* [Exercise description] The whole of the data, every line, should come back exactly the same.

* [Information shown]
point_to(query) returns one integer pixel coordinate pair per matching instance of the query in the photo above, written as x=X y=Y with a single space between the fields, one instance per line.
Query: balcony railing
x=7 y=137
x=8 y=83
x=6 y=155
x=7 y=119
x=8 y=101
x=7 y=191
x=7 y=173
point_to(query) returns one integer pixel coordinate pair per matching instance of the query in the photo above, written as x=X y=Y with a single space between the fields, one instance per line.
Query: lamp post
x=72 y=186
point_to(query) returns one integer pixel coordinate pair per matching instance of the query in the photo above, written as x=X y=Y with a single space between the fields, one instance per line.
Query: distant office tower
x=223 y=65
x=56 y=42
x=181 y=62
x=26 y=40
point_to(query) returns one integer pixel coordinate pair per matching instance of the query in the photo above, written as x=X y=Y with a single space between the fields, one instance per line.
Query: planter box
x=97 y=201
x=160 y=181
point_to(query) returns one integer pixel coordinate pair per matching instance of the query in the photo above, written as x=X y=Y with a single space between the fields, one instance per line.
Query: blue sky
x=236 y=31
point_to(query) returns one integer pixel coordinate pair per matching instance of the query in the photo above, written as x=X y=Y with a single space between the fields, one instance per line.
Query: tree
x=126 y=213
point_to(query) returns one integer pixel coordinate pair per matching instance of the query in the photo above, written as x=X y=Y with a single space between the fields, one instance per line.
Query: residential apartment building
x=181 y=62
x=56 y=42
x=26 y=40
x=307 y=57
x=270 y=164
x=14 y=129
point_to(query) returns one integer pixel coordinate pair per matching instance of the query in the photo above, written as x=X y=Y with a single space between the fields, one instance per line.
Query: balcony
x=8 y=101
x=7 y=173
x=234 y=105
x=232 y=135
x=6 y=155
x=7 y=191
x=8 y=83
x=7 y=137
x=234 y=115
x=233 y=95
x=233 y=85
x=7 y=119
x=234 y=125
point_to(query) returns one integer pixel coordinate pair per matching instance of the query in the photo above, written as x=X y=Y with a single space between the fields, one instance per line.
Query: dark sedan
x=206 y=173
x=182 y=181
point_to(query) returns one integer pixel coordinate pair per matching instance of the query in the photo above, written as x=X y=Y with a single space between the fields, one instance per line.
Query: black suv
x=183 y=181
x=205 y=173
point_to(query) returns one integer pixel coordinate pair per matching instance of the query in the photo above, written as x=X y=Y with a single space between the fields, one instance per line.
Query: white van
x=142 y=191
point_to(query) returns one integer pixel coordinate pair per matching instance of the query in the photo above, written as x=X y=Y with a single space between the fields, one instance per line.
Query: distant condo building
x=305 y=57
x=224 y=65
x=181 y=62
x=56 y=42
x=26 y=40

* [Task result]
point_to(query) returns one integer pixel coordinate pair per matching instance of the query in the photo above, written as x=X y=Y with a single space between the fields, one instance per line.
Query: balcony railing
x=7 y=137
x=8 y=83
x=6 y=155
x=7 y=119
x=8 y=101
x=7 y=191
x=7 y=173
point_to(query) returns one integer pixel coordinate pair per matching instance of the query in the photo above, written as x=X y=Y with a single space between the fields, one instance per line.
Query: lamp post
x=72 y=186
point_to(query) returns one integer pixel coordinate pair per matching instance of the query in the photo above, written as x=X y=Y with a single space between the fields, one instance per line.
Query: distant office tower
x=223 y=65
x=56 y=42
x=181 y=62
x=26 y=40
point_to(query) returns one integer pixel coordinate pair per matching instance of the query in the photo above, written as x=X y=Y with a single space between the fields, one instance per line.
Query: planter box
x=97 y=201
x=160 y=181
point_to(query) returns one integer pixel coordinate pair per matching instance of the query in the photo above, written as x=X y=Y with a single space between the fields, one instance per line.
Query: blue sky
x=236 y=31
point_to(query) returns one integer pixel coordinate pair per matching instance of the query in the photo above, written as x=X y=Y with a single space between the fields, one instance per line.
Query: tree
x=126 y=213
point_to(query) returns one integer pixel coordinate pair per matching instance of the query in the photo above, written as x=X y=Y with a single space between the fields, one instance per line.
Query: residential apartment building
x=181 y=62
x=56 y=42
x=26 y=40
x=307 y=57
x=270 y=164
x=14 y=129
point_to(query) returns one integer pixel coordinate pair per matching instance of the query in the photo above, written as x=X y=Y with a single space between the fields, one instance per line.
Query: balcony
x=8 y=101
x=7 y=173
x=234 y=105
x=232 y=135
x=6 y=155
x=7 y=191
x=8 y=83
x=7 y=137
x=234 y=115
x=233 y=95
x=233 y=85
x=7 y=119
x=234 y=125
point_to(query) returns one integer pixel coordinate pair per matching instance of the query in the photo above, written as x=X y=Y with a single space between the fields, one instance per line.
Query: dark sedan
x=206 y=173
x=182 y=181
point_to(query) returns one integer pixel coordinate pair per matching instance of the query in the photo above, written as x=X y=Y with a single space between the fields, one instance per line.
Query: black suv
x=183 y=181
x=205 y=173
point_to(query) returns one integer pixel coordinate pair per matching instance of the query in the photo above, written as x=X y=Y with a single space between the fields, one instance per line.
Query: white van
x=142 y=191
point_to(query) returns one integer pixel coordinate pair per matching instance of the query in the photo above, written as x=X y=Y with a single space between the fields, one instance per line.
Query: distant condo building
x=305 y=57
x=224 y=65
x=181 y=62
x=56 y=42
x=26 y=40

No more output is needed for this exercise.